[Work to complete]
Copy out exactly every line from the line containing "white t-shirt, that" until the records below end, inclusive of both boundary lines.

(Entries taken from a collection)
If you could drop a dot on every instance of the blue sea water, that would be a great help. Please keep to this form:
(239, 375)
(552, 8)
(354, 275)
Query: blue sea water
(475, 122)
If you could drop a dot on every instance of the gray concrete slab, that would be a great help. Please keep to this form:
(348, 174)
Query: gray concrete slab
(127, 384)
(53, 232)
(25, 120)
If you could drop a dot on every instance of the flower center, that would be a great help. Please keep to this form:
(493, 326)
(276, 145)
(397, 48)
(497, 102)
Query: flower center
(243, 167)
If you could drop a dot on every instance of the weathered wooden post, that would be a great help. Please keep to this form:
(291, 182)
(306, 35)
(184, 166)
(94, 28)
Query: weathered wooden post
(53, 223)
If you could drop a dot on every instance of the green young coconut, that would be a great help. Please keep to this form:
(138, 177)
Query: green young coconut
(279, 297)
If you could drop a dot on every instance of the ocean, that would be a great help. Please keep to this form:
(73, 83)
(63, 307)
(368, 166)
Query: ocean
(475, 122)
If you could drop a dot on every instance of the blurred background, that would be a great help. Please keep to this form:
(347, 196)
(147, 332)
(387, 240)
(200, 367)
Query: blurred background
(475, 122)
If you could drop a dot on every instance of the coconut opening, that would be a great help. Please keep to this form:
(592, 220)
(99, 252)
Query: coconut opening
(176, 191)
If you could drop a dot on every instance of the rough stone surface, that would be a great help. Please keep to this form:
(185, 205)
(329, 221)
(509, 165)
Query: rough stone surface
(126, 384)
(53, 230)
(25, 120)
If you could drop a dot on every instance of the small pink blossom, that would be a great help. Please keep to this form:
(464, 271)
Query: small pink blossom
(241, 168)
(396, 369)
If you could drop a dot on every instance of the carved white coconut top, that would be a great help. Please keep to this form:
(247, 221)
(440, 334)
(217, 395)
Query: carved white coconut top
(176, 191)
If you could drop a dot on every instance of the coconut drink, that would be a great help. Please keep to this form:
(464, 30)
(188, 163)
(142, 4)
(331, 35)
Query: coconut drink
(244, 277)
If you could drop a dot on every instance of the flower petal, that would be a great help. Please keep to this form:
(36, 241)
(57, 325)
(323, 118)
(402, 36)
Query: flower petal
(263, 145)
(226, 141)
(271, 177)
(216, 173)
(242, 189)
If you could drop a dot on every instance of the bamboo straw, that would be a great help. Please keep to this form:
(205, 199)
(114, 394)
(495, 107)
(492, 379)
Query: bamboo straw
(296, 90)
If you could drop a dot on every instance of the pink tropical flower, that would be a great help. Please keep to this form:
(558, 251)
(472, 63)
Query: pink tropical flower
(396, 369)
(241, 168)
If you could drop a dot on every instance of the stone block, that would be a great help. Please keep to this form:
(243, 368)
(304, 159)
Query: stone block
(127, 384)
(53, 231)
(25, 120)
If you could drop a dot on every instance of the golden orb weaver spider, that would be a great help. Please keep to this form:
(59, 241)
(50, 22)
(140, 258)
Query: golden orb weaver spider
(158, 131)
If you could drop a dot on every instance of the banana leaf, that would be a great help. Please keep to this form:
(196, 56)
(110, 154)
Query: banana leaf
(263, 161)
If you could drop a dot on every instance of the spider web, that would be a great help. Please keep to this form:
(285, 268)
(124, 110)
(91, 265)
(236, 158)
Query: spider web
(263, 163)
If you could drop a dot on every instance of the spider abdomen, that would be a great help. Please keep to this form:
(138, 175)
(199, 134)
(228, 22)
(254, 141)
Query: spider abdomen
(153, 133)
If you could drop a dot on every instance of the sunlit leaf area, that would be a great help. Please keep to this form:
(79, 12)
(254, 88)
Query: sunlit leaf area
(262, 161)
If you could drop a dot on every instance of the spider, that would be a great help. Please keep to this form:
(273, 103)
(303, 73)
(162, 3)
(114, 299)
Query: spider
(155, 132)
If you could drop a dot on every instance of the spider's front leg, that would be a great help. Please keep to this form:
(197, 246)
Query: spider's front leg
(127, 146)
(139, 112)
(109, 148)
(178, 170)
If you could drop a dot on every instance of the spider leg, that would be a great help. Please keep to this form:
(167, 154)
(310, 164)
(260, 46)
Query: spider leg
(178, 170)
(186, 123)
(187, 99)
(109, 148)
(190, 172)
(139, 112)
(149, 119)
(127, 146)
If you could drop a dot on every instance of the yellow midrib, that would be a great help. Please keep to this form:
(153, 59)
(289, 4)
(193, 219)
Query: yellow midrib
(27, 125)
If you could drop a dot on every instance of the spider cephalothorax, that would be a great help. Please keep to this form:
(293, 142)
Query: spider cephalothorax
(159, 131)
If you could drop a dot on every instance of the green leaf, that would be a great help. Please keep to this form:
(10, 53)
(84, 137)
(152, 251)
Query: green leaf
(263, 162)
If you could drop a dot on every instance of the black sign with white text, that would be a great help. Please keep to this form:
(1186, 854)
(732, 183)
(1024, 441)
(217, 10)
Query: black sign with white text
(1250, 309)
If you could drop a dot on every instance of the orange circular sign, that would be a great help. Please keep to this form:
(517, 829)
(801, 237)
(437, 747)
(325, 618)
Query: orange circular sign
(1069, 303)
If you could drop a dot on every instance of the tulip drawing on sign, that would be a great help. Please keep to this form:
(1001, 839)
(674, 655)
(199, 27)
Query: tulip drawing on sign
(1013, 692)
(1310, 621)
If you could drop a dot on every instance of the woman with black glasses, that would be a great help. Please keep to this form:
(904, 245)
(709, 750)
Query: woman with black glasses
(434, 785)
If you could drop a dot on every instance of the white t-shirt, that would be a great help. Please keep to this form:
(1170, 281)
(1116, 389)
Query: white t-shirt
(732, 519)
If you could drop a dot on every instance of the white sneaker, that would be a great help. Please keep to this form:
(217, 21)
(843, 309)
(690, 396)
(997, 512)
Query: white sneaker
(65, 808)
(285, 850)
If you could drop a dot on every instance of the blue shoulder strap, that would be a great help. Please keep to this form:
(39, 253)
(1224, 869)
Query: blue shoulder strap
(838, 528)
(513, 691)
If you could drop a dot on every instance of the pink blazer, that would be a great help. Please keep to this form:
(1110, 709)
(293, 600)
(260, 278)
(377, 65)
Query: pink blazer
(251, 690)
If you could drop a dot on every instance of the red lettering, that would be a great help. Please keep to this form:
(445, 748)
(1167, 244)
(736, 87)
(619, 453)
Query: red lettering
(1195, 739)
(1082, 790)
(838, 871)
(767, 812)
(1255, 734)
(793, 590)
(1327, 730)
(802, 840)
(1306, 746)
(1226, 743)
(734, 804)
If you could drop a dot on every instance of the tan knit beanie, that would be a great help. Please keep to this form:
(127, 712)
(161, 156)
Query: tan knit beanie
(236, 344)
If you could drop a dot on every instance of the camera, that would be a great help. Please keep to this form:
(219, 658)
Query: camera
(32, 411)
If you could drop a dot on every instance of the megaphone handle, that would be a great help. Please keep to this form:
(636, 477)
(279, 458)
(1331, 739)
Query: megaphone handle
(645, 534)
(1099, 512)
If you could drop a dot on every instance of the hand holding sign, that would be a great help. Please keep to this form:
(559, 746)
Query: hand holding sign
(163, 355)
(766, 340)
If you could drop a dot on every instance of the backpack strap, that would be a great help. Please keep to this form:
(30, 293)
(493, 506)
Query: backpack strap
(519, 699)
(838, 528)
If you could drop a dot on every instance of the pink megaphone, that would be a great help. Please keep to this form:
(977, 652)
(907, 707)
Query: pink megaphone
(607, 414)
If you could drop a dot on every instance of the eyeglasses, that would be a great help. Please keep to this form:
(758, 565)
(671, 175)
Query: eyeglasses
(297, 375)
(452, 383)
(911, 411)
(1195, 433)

[Result of the task]
If you could drop a dot on every instance of the white t-shirt, that would be a great help. Please keep to this form:
(1170, 281)
(1116, 389)
Query: white t-shirt
(732, 519)
If you could drop a dot on every instance of the white sneaker, that would be a great help. Please keep to this form:
(217, 21)
(843, 309)
(690, 396)
(997, 512)
Query: white sneaker
(65, 808)
(285, 850)
If you could drop a dot on every instance of the blue shoulder strap, that would be a great help. Please keep to this form:
(39, 253)
(1224, 869)
Query: blue shoulder strap
(838, 528)
(513, 691)
If you could drop a dot on every instance of the pink blazer, that would be a great help. Please keep to this form:
(1110, 709)
(293, 600)
(260, 278)
(377, 65)
Query: pink blazer
(251, 690)
If you could drop a dot on every instance of the red lettering, that would be a great help. Please keep to this form:
(445, 748)
(1167, 244)
(736, 87)
(619, 453)
Query: red lettering
(1195, 739)
(1082, 790)
(838, 871)
(767, 812)
(1255, 734)
(793, 590)
(1327, 730)
(802, 840)
(1306, 746)
(1226, 743)
(734, 804)
If you could drop a dot on every instance of the tan knit beanie, that would be a great help. Please keep to this form:
(127, 712)
(161, 156)
Query: tan knit beanie
(236, 344)
If you could drop a dot on every instance of the camera, that would be a great help. Please keep to this form:
(219, 658)
Query: camera
(32, 411)
If you could drop a dot on every instance of the megaphone handle, that would be a great help. Please keep to this form:
(636, 477)
(279, 458)
(1331, 739)
Query: megaphone handle
(645, 534)
(1099, 512)
If you could drop a dot on every instance of the hand holding sign, that would be a great help. Please keep to this form:
(559, 746)
Query: hand holding sign
(163, 355)
(766, 340)
If you could drop a dot on every instance of the backpack strap, that would be a great help. Please keep to this form:
(30, 293)
(493, 506)
Query: backpack strap
(519, 699)
(838, 528)
If you could drop a dot on every instance of the pink megaphone, that would be a great help. Please keep to this form:
(977, 652)
(907, 707)
Query: pink megaphone
(607, 414)
If you could drop a dot on every instance of the eyeglasses, that would be a great help. Please keep to this form:
(758, 565)
(671, 175)
Query: eyeglasses
(297, 375)
(452, 383)
(911, 411)
(1195, 433)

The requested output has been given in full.